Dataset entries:

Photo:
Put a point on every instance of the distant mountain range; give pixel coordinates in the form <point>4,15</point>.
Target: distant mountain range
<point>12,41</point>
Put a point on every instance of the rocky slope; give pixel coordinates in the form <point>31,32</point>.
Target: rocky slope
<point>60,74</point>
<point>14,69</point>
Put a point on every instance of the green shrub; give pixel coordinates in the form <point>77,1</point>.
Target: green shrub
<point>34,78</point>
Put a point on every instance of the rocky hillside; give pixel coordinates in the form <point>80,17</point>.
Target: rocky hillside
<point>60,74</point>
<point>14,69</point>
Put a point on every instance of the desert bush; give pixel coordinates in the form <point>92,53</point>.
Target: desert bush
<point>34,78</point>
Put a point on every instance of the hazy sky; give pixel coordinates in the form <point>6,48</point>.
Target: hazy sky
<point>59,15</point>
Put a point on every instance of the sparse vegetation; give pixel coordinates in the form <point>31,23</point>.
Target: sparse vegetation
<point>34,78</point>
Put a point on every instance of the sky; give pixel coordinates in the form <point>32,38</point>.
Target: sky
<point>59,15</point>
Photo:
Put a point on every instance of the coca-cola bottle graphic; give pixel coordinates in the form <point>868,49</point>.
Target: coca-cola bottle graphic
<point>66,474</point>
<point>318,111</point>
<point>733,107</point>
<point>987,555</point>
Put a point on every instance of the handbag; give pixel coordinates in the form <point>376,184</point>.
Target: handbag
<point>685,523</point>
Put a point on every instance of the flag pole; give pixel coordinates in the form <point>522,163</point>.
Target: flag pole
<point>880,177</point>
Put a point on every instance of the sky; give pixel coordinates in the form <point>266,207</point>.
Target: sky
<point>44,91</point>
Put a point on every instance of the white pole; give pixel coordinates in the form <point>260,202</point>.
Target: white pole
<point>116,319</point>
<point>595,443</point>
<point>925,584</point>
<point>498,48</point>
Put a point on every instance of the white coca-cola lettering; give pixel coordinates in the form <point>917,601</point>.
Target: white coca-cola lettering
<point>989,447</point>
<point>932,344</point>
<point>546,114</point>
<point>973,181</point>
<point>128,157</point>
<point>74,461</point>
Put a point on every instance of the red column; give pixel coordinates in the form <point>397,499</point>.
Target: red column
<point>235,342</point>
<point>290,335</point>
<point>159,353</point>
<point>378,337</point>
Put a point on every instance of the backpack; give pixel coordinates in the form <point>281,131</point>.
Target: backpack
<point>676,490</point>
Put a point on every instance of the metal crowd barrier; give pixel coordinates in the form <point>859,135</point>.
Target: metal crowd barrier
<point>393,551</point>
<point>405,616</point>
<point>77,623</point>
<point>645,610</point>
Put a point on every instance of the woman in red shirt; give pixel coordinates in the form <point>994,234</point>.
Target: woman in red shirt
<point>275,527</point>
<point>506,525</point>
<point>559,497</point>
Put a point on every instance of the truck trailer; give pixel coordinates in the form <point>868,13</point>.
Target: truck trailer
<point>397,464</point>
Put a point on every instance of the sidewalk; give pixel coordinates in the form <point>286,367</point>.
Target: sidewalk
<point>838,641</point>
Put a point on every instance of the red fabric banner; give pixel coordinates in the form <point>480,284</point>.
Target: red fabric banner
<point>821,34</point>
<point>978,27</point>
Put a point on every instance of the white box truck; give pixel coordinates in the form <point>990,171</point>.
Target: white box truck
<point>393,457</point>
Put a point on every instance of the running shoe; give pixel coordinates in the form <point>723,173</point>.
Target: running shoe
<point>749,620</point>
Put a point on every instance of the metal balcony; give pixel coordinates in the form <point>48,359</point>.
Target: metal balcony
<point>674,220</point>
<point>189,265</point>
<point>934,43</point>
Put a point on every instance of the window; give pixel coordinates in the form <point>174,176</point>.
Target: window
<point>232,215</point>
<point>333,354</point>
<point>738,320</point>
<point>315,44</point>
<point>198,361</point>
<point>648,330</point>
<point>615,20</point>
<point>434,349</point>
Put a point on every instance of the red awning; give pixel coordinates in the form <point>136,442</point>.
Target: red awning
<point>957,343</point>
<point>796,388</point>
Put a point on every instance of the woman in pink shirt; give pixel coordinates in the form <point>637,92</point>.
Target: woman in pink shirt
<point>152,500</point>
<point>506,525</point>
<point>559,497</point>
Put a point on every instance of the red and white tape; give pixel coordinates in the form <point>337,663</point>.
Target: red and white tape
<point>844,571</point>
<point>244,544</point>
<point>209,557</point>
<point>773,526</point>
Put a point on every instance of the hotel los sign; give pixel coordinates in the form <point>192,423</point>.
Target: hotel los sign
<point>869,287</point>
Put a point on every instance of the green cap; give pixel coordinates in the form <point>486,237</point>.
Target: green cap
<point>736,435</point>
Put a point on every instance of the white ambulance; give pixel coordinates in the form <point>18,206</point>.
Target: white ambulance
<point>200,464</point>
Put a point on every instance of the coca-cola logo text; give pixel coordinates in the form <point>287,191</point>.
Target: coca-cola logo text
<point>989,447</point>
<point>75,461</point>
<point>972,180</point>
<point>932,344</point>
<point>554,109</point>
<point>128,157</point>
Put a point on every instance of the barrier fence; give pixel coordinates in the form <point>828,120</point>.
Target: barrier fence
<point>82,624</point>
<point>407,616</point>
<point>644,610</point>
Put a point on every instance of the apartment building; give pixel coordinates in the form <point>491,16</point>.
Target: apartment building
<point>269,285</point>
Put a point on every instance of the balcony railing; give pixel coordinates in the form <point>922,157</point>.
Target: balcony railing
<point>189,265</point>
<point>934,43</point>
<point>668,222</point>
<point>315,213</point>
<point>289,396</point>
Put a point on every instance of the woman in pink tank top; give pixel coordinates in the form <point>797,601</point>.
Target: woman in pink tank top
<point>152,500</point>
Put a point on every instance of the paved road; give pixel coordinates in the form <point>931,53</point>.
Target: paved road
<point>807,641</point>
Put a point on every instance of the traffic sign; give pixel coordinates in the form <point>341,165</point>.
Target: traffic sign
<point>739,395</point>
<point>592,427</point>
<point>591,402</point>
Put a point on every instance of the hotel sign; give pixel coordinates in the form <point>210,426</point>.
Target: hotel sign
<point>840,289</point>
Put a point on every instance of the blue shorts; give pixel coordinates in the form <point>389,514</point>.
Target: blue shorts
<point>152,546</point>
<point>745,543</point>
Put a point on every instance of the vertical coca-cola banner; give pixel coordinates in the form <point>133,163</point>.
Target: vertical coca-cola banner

REQUIRED ACTION =
Each record must be returned in full and exactly.

OUTPUT =
Photo:
Put a point on every instance of the distant mountain range; give pixel coordinates in the form <point>4,15</point>.
Target: distant mountain range
<point>12,41</point>
Put a point on every instance of the rocky slope; give pixel coordinates in the form <point>31,32</point>.
Target: rocky slope
<point>60,74</point>
<point>14,69</point>
Put a point on every instance of the green shrub; give pixel coordinates in the form <point>77,1</point>.
Target: green shrub
<point>34,78</point>
Put a point on every instance of the rocky hillside; give pixel coordinates in the form <point>80,17</point>.
Target: rocky hillside
<point>60,74</point>
<point>14,69</point>
Put a point on every instance of the desert bush; give pixel coordinates in the form <point>92,53</point>.
Target: desert bush
<point>34,78</point>
Put a point on every instance of the hazy sky; give pixel coordinates in the form <point>6,48</point>.
Target: hazy sky
<point>59,15</point>
Put a point on every instance of the sparse vegetation; give pixel coordinates in the form <point>31,23</point>.
Target: sparse vegetation
<point>34,78</point>
Put a point on every instance of the sky; give pixel coordinates in the form <point>32,38</point>.
Target: sky
<point>59,15</point>
Photo:
Put a point on every instance of the coca-cola bottle graphic; give pixel coordinates in the form <point>868,49</point>.
Target: coca-cola bottle graphic
<point>66,474</point>
<point>318,111</point>
<point>733,107</point>
<point>987,555</point>
Put a point on every instance of the handbag; give pixel coordinates in the form <point>376,184</point>.
Target: handbag
<point>685,523</point>
Put a point on every instance of the flag pole; give pixel coordinates in the form <point>522,163</point>.
Target: flag pole
<point>880,177</point>
Put a point on every instance of the sky; give pixel coordinates in the form <point>266,207</point>.
Target: sky
<point>44,91</point>
Put a point on every instance of the white pole; give pixel coordinates in the form <point>260,202</point>.
Target: white pole
<point>116,319</point>
<point>595,443</point>
<point>925,584</point>
<point>498,48</point>
Put a point on every instance of the white coca-cola lettering; give pixel coordinates in the form <point>917,601</point>.
Target: white coca-cola lettering
<point>989,447</point>
<point>932,344</point>
<point>546,114</point>
<point>973,181</point>
<point>128,157</point>
<point>74,461</point>
Put a point on every instance of the red column; give pixel coordinates in the form <point>397,499</point>.
Target: red column
<point>235,342</point>
<point>290,335</point>
<point>159,353</point>
<point>378,337</point>
Put a point on every instance of the backpack; give pixel coordinates in the form <point>281,131</point>.
Target: backpack
<point>676,490</point>
Put a point on every instance of the metal crowd barrier; give pixel coordinates in the form <point>859,135</point>.
Target: metal crowd barrier
<point>393,551</point>
<point>405,616</point>
<point>77,623</point>
<point>645,610</point>
Put a point on every instance of the woman in red shirt; give pixel coordinates in the form <point>994,234</point>.
Target: woman in red shirt
<point>275,527</point>
<point>506,525</point>
<point>559,497</point>
Put a point on every instance of the truck trailer; give pixel coordinates in the form <point>868,13</point>.
Target: truck trailer
<point>397,464</point>
Put a point on every instance of the sidewalk; give pixel coordinates in the form <point>286,367</point>.
Target: sidewalk
<point>838,641</point>
Put a point on every instance of the red fabric banner; give pixel coordinates in the form <point>480,284</point>.
Target: red fabric banner
<point>821,34</point>
<point>978,27</point>
Put a point on every instance of the white box truck; give pixel coordinates in the form <point>990,171</point>.
Target: white box truck
<point>393,457</point>
Put a point on every instance of the running shoe; give pixel coordinates in the form <point>723,173</point>.
Target: running shoe
<point>749,620</point>
Put a point on every instance of the metal balcony; give pixel coordinates in the form <point>48,359</point>.
Target: metal balcony
<point>674,220</point>
<point>189,265</point>
<point>934,43</point>
Put a point on every instance of the window; give pixel coordinates in the form <point>174,176</point>.
Target: window
<point>232,215</point>
<point>333,354</point>
<point>738,320</point>
<point>315,44</point>
<point>198,361</point>
<point>648,330</point>
<point>615,20</point>
<point>434,349</point>
Put a point on every instance of the red awning; give pixel coordinates in the form <point>136,442</point>.
Target: red awning
<point>957,343</point>
<point>796,388</point>
Put a point on every instance of the woman in pink shirt; give pixel coordinates in the form <point>637,92</point>.
Target: woman in pink shirt
<point>152,500</point>
<point>506,525</point>
<point>559,497</point>
Put a point on every instance of the red and white tape; give pixel coordinates in the form <point>337,663</point>.
Target: red and white tape
<point>844,571</point>
<point>244,544</point>
<point>209,557</point>
<point>773,526</point>
Put a point on every instance of the hotel los sign; give pixel coordinates in the form <point>192,423</point>.
Target: hotel los sign
<point>869,287</point>
Put a point on every instance of the green cap; give pixel coordinates in the form <point>486,237</point>.
Target: green cap
<point>736,435</point>
Put a point on every instance of the white ambulance; give pixel coordinates in the form <point>18,206</point>.
Target: white ambulance
<point>200,464</point>
Put a point on every instance of the coca-cola logo text; give pixel coordinates in the form <point>287,191</point>.
Target: coca-cola logo text
<point>989,447</point>
<point>75,461</point>
<point>972,180</point>
<point>932,344</point>
<point>554,109</point>
<point>128,157</point>
Put a point on every instance of the barrier fence; give pixel coordinates in the form <point>828,120</point>.
Target: barrier fence
<point>82,624</point>
<point>407,616</point>
<point>644,610</point>
Put a point on every instance of the apartment building; give pixel coordinates in the form <point>491,16</point>.
Target: apartment building
<point>269,285</point>
Put a point on every instance of the balcony railing; give pixel coordinates in the form <point>922,157</point>.
Target: balcony railing
<point>189,265</point>
<point>934,43</point>
<point>668,222</point>
<point>315,213</point>
<point>289,396</point>
Put a point on every instance of the woman in pink tank top; give pixel coordinates in the form <point>797,601</point>.
Target: woman in pink tank top
<point>152,500</point>
Put a point on every instance of the paved road; give pixel coordinates in the form <point>931,53</point>.
Target: paved road
<point>807,641</point>
Put a point on every instance of the traffic sign; give pixel coordinates in the form <point>341,165</point>.
Target: traffic sign
<point>739,395</point>
<point>592,427</point>
<point>591,402</point>
Put a point on every instance of the hotel sign; give pixel coordinates in the form <point>210,426</point>.
Target: hotel sign
<point>840,289</point>
Put a point on every instance of the blue shorts; give pixel coordinates in the form <point>389,514</point>.
Target: blue shorts
<point>152,546</point>
<point>745,543</point>
Put a point on every instance of the vertical coca-cola banner; give pixel coordinates in the form <point>133,163</point>.
Target: vertical coca-cola banner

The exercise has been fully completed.